## TEXT PASSAGE
══════════════════════════════

The Apostle Paul is calling them to stand fast and not to move from grace because if you move from grace, you move from God. That’s got to be serious, walk away from grace, you move away from God. But because he’s being attacked himself, he’s going to establish his credibility, his authority, and he’s gonna do this for the sake of the gospel.

I remember reading this as a very new Christian and being very grateful for this section of Galatians because it explained to me how I can have confidence in the apostolic ministry of the Apostle Paul. How I can know that he was not just a self-appointed, opinionated, independent, religious worker.

This section of Galatians greatly helped me. It helped me to take his word seriously, and it helped me to believe the promises confidently. I hope you like checking the foundations of faith. If you’re not a Christian this morning, I hope you know that the foundations of Christianity are excellent.

If you are a Christian, I hope that you are glad every now and again to go back and to check your foundations and define that they are excellent so that you can answer questions like;

  • is my faith reasonable? is it true?

══════════════════════════════

## RECORD SET

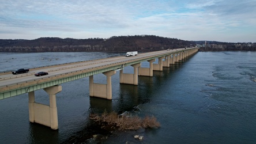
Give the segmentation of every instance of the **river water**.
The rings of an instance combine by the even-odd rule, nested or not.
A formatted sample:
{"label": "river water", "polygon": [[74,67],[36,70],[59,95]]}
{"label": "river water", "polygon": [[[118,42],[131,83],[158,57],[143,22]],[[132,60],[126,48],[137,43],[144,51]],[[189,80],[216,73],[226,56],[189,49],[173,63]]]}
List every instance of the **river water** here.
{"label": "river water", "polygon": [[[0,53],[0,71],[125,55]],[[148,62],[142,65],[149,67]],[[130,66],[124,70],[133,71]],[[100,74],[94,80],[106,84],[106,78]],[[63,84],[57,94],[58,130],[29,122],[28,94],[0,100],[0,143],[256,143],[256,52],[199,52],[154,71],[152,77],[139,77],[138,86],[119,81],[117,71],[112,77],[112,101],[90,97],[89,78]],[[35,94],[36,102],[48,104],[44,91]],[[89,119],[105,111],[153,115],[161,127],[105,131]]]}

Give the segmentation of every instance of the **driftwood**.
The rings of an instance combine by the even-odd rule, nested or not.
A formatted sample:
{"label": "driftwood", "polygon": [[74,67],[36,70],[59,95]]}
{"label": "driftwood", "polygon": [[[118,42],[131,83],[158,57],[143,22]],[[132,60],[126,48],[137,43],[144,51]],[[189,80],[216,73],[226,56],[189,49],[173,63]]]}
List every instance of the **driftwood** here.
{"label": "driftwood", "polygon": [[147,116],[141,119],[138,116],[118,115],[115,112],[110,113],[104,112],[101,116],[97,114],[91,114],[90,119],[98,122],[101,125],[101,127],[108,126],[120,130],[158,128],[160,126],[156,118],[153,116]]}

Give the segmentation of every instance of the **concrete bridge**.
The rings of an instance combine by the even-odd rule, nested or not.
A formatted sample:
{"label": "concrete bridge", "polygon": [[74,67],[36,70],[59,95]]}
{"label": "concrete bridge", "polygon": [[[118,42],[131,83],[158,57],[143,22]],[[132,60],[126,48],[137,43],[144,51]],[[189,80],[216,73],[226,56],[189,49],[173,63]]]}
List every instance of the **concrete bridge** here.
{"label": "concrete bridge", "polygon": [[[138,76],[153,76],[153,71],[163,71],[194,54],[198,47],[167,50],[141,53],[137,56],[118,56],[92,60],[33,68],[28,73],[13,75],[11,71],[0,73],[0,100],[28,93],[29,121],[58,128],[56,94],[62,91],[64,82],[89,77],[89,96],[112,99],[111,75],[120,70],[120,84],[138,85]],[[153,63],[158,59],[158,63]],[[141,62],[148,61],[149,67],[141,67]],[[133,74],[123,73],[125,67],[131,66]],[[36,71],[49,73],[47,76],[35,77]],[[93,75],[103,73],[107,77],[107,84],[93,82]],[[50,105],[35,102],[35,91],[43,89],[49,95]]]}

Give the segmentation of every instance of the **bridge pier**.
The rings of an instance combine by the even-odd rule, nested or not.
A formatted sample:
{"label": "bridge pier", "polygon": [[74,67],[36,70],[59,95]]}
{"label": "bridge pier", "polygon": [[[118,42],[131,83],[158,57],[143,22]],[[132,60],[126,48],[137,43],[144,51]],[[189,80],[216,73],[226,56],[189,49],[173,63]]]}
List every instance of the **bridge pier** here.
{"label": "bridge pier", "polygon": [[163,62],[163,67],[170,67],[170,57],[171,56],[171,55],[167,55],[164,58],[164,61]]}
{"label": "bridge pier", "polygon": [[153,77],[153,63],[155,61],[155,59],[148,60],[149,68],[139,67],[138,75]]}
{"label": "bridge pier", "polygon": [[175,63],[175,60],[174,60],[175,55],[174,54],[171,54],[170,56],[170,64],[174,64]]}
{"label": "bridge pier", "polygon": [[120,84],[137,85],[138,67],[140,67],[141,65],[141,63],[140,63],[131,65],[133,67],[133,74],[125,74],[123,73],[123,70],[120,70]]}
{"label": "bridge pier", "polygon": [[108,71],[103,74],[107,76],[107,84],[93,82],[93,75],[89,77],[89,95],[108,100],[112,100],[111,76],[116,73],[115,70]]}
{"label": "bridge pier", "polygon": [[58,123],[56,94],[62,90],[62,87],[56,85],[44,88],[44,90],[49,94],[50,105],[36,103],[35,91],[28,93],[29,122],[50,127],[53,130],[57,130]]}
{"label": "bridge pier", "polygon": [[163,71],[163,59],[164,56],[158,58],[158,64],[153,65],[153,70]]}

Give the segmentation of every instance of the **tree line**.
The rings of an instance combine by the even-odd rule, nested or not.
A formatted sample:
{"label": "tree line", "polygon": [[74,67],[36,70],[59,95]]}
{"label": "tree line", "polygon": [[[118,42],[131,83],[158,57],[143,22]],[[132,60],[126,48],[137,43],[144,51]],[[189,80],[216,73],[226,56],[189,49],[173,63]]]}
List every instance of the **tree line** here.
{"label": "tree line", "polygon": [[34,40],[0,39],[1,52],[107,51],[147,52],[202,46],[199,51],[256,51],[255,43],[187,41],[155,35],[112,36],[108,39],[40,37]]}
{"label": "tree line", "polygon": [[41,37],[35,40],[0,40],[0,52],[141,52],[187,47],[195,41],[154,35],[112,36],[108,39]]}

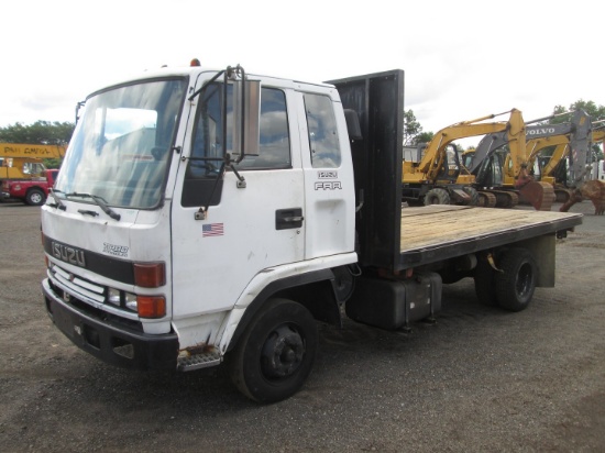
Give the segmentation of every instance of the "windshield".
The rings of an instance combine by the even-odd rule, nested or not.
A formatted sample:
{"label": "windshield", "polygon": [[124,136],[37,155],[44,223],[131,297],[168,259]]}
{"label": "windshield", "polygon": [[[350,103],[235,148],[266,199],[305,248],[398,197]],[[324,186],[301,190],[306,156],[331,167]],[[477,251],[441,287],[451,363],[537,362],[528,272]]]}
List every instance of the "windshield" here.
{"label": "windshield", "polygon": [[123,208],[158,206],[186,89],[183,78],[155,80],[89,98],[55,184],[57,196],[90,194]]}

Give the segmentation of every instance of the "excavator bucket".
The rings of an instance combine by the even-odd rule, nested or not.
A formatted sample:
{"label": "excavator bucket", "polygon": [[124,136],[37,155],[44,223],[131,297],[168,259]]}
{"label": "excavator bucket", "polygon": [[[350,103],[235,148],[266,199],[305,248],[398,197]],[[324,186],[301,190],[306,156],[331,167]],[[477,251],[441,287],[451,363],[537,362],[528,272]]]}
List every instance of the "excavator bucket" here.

══════════════════════════════

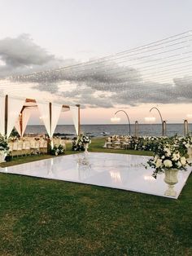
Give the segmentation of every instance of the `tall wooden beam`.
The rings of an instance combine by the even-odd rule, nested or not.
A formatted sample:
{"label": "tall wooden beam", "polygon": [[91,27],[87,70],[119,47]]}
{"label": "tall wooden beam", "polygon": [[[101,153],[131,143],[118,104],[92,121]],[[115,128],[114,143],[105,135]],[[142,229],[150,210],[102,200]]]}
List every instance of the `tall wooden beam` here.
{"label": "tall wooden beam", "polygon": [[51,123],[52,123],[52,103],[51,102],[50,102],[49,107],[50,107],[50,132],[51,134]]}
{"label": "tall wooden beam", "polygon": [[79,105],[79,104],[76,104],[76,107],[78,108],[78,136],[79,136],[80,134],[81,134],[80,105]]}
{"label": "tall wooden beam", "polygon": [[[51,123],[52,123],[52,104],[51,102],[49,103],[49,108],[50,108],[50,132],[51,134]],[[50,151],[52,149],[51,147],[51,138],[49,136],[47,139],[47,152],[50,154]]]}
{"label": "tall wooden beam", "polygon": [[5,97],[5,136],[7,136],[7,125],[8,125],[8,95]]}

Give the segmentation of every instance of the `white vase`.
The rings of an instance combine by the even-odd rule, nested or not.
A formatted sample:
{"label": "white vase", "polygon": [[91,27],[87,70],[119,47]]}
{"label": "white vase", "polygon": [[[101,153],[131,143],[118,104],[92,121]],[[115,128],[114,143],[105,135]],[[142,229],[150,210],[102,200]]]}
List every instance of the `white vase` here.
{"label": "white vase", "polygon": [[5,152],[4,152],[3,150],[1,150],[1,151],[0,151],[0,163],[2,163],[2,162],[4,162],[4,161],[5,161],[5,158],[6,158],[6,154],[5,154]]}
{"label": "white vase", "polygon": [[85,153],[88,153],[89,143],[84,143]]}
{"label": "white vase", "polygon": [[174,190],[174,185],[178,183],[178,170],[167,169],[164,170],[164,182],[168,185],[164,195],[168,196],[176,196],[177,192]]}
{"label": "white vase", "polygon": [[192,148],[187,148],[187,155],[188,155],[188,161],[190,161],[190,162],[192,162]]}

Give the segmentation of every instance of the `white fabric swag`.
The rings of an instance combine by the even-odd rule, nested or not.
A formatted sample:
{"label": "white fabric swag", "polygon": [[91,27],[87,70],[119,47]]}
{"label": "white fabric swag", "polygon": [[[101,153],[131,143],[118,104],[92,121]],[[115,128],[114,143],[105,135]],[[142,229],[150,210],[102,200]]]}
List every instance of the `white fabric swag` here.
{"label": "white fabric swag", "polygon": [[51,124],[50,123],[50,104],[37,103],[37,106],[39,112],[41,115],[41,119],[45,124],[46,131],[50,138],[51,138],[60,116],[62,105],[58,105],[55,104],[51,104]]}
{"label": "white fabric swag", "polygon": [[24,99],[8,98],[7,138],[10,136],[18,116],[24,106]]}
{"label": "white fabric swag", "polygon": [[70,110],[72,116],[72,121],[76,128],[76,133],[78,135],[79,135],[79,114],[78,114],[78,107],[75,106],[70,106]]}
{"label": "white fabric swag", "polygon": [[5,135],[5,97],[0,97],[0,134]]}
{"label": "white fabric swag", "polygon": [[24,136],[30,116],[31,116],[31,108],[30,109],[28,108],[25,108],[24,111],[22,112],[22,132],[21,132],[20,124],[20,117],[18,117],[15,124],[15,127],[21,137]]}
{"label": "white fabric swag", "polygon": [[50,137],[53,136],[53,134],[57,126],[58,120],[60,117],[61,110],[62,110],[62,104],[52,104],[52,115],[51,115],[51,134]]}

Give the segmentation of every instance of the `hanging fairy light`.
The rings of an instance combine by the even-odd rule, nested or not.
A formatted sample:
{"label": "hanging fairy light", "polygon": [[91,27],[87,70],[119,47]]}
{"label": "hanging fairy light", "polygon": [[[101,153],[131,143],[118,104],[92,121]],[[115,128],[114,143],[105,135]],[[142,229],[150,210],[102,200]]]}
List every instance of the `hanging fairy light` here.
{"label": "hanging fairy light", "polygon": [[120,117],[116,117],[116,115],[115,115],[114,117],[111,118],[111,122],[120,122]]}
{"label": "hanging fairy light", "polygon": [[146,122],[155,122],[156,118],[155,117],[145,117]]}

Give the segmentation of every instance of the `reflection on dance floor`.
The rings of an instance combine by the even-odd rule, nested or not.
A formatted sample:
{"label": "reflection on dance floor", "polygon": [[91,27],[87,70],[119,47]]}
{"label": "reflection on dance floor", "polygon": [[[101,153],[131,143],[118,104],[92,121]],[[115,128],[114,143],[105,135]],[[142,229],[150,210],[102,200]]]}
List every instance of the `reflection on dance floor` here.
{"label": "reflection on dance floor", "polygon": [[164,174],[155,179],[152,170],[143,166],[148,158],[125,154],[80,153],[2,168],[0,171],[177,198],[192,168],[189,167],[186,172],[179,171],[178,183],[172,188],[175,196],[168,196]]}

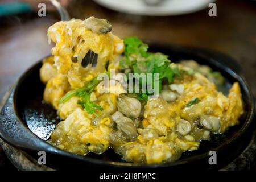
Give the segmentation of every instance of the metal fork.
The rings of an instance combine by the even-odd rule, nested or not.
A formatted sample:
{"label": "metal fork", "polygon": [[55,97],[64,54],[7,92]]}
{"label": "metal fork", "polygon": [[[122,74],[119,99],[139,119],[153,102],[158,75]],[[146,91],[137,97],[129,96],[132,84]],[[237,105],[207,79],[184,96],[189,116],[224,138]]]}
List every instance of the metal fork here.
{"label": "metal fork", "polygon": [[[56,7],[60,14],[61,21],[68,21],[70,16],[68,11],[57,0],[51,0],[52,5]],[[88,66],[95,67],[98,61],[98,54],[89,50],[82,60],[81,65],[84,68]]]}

══════════════════════════════

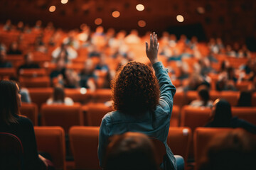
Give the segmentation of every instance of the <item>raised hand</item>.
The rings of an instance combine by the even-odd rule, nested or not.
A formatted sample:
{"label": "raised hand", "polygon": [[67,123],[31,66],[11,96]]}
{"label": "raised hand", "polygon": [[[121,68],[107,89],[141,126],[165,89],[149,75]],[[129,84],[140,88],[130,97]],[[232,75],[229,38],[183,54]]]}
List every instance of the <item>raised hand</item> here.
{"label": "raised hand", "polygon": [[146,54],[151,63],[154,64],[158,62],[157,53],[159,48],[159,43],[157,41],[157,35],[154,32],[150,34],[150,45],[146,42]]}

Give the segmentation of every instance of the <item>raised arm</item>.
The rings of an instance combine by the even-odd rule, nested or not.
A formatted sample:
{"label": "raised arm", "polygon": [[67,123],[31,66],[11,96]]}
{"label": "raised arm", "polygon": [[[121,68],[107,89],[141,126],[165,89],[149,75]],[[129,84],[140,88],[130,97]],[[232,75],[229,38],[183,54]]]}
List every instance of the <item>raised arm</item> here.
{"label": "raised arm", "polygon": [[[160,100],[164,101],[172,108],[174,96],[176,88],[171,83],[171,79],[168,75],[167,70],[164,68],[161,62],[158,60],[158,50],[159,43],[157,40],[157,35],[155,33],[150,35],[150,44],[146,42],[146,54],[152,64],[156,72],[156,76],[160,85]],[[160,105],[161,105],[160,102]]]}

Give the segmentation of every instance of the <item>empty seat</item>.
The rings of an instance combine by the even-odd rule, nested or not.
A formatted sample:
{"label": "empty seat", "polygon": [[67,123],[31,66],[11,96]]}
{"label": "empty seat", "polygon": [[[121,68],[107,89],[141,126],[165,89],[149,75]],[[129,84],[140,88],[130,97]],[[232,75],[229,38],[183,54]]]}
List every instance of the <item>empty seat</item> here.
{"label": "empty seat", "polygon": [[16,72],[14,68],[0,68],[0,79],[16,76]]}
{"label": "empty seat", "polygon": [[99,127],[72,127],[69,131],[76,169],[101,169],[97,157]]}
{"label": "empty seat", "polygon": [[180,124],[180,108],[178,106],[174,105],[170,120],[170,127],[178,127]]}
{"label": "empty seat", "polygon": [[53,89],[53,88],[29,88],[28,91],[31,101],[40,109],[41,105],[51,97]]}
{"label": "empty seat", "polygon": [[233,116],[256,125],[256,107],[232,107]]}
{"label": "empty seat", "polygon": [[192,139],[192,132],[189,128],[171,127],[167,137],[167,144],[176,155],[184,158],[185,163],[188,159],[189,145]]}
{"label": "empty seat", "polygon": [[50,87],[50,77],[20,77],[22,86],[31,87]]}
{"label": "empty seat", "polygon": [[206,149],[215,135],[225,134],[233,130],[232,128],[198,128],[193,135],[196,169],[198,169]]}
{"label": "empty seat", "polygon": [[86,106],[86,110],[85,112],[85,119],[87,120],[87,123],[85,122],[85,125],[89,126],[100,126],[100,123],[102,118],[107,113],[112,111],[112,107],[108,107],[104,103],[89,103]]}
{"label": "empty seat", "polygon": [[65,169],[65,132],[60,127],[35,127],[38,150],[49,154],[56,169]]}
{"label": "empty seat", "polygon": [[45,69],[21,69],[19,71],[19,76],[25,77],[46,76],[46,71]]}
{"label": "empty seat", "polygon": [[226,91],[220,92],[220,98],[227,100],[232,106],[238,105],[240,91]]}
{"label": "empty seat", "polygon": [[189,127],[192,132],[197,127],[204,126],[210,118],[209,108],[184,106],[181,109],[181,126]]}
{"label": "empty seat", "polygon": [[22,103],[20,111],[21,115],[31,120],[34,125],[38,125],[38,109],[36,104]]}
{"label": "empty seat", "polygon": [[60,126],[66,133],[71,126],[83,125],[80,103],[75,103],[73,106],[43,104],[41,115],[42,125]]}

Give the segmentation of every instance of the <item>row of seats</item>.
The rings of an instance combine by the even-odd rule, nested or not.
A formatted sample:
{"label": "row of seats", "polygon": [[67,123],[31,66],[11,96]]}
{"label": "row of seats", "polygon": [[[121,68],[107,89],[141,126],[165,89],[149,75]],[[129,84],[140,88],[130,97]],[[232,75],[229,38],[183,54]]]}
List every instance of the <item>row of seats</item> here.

══════════════════════════════

## WORK TO DO
#1 Answer these questions about the passage on Galatians:
(a) What happens, according to the passage, if you move from grace?
(b) What two things does the speaker say this section of Galatians helped with?
(c) What kind of worker does the speaker say Paul was not?
#2 Reproduce the passage on Galatians from "If you are a" to "is it true?".

## CORRECT ANSWERS
#1
(a) You move from God.
(b) It helped the speaker take Paul's word seriously and believe the promises confidently.
(c) A self-appointed, opinionated, independent, religious worker.

#2
If you are a Christian, I hope that you are glad every now and again to go back and to check your foundations and define that they are excellent so that you can answer questions like;

  • is my faith reasonable? is it true?